Material supplied START

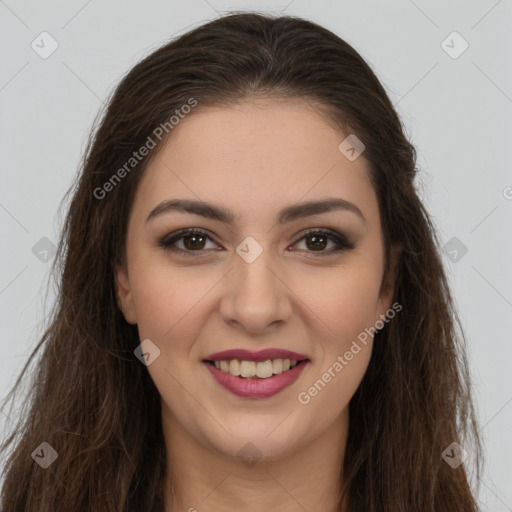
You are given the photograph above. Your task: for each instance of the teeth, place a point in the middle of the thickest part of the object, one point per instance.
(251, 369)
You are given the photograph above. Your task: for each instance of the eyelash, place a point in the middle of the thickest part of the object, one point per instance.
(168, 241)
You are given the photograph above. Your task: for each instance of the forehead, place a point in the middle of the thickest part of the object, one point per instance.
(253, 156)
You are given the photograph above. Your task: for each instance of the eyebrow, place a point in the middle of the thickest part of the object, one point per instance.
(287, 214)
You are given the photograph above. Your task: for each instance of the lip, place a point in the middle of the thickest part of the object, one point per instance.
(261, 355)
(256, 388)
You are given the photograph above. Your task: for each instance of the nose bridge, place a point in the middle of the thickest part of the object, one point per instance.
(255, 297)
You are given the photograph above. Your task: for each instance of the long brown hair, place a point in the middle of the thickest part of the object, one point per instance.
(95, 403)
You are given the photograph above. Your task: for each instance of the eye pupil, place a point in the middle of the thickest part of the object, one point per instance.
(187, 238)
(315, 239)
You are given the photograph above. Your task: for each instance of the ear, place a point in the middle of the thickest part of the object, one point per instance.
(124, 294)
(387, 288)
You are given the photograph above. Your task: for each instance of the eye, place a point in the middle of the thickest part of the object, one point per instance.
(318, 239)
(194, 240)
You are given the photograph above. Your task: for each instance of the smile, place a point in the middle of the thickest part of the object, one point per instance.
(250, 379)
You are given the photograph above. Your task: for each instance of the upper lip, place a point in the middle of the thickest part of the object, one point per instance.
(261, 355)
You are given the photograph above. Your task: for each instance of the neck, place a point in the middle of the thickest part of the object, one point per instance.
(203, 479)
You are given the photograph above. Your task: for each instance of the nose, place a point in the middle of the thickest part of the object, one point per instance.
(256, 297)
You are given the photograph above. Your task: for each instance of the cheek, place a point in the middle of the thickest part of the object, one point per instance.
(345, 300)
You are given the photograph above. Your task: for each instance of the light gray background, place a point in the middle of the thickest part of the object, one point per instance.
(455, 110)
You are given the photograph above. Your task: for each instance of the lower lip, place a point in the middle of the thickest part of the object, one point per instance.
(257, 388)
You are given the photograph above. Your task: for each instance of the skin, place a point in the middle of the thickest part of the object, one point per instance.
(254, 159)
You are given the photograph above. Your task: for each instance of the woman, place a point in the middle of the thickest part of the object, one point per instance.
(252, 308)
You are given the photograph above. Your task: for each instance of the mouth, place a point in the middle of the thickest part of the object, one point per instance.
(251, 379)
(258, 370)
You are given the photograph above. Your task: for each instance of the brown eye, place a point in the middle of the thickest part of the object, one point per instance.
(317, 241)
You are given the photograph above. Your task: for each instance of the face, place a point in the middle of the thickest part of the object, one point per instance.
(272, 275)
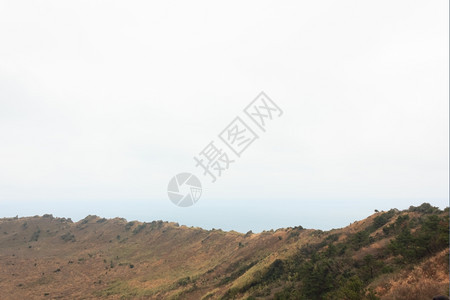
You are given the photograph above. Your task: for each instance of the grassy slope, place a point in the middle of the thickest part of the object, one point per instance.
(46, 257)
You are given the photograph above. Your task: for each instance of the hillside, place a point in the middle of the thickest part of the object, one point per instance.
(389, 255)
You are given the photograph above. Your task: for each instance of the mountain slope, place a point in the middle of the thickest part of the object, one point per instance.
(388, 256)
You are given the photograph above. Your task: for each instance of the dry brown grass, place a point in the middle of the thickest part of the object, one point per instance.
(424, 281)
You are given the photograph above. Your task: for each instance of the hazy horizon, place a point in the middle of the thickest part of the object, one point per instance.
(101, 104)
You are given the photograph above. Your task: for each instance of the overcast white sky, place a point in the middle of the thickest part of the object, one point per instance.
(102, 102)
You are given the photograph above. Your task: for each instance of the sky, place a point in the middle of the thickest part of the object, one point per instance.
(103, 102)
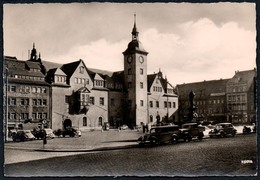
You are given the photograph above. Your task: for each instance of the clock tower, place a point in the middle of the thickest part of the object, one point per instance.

Material supplied END

Could the entries above be returned verbatim, with no pictures included?

You are given the photograph above. Your task: for each instance of the teeth, place a point in the middle of the thickest part of the object, one point per instance.
(251, 369)
You are given the photograph above. Your task: for each instance of the eyelash, place a point in the middle of the thickest part of the object, one point per instance.
(168, 241)
You are given the photograph above. Your task: for each instance of the forehead, place a point in the middle of the thickest part of the object, one point per instance.
(253, 156)
You are given the photograph above. Your task: for each instance of the eyebrow, place a point in the middle of the thickest part of the object, one point per instance.
(287, 214)
You are given the photograph above. Your task: for each instance of the lip, place a point in the middle of the thickest part of the object, one point per instance.
(261, 355)
(256, 388)
You are given the photograph above. Your task: for each instance of the nose bridge, place a point in the middle of the thickest part of the object, one point per instance.
(255, 297)
You are given the photograph above. Your task: for each instance of the long brown hair, place a point in the middle of the thickest part of the object, one point per instance.
(95, 403)
You are given the photograph above. Your task: for each instance of the eye pupil, place a point in the middle of the thickest part of the object, one point per instance.
(187, 238)
(315, 239)
You are given the photograph above. Your task: for each instance of the ear, place a point in the middle of the thickest part of the object, one point per instance.
(124, 294)
(387, 288)
You are given the photograph above. Your task: for each instance of the eye, place a point in the middle of the thickest part of the object, one point per instance.
(318, 239)
(194, 240)
You are given the photograph above. Your task: for each instance of the smile, place a point in the middle of the thickest part of the object, one point per instance.
(250, 379)
You are given the photograph above. Your task: for each instance of the upper lip, place a point in the middle of the thickest part of the object, one point per instance.
(261, 355)
You are given the photograph above. Your task: for each instance of the neck, place a point in the middle of the thickest part of the object, one point per instance.
(203, 479)
You are given the photograph above. Your task: for each instance of the nose, place a point in the middle of the thickest part of the object, one point per instance.
(256, 297)
You are given the photograph above. Your task: for each instance of the cheek, place a point in the middle of the thickest part of the object, one point per instance.
(345, 300)
You are given the photograph above. Your task: for each instance of the light gray background, place a point in the middle of the thickest part of the object, one point per instance.
(455, 110)
You are given the photograph above. Your task: for each instance of the lower lip, place a point in the middle of the thickest part of the object, one point per instance.
(257, 388)
You are given the photograph above. Your task: for each instance of the skin, place a point in the middle of the thickest part of the object, one point per instance.
(254, 159)
You are given the photograph above. Your task: for each instance of the woman, place a point in the middle of the thickest part of the object, one point per instance.
(252, 308)
You are given the photograph above. Your task: for each instance of the mouth, place a point in the middle of the thickest part of the object, one point per instance.
(251, 379)
(258, 370)
You are given the photograph above. Your task: for each instance of the brown eye, place a point in the middle of the thickest part of the object, one point per instance.
(317, 241)
You are given the photograph above. Your task: for each instance of the face, place a point in the middle of the thickest part of the object, one point per instance.
(272, 275)
You are given the photograph above. Your task: for each instance of the grassy slope, place a point in the middle of the thickest part of the object, one point per instance.
(46, 257)
You are given the photograph above. Your task: for each instance of the hillside, place a point in the middle of the thickest part of the object, one point per instance.
(389, 255)
You are given the photograph above. Your task: for each instance of the mountain slope, place a point in the middle of the thickest part of the object, one point per instance.
(388, 256)
You are given the photograph above. Your task: for each instance of the dry brown grass, place a point in the middle of the thickest part of the object, one point per instance.
(424, 281)
You are given the photograph above. Your task: for each instance of the hazy horizon, place a point in the middle of the thickest part of the object, one point per instance.
(101, 104)
You are given the photograph above. Your task: for each instance of the overcast white sky, place a point in the middle of the thickest part of the object, one point per instance.
(102, 102)
You are given the photograph above. Your task: for each instance of the sky, place a point in the middle of the thickest part of the object, one point per instance.
(103, 102)
You are given the photograph above. Your task: for each instance of the clock tower, place a point in the middle of the thickest part of the object, one point per instance.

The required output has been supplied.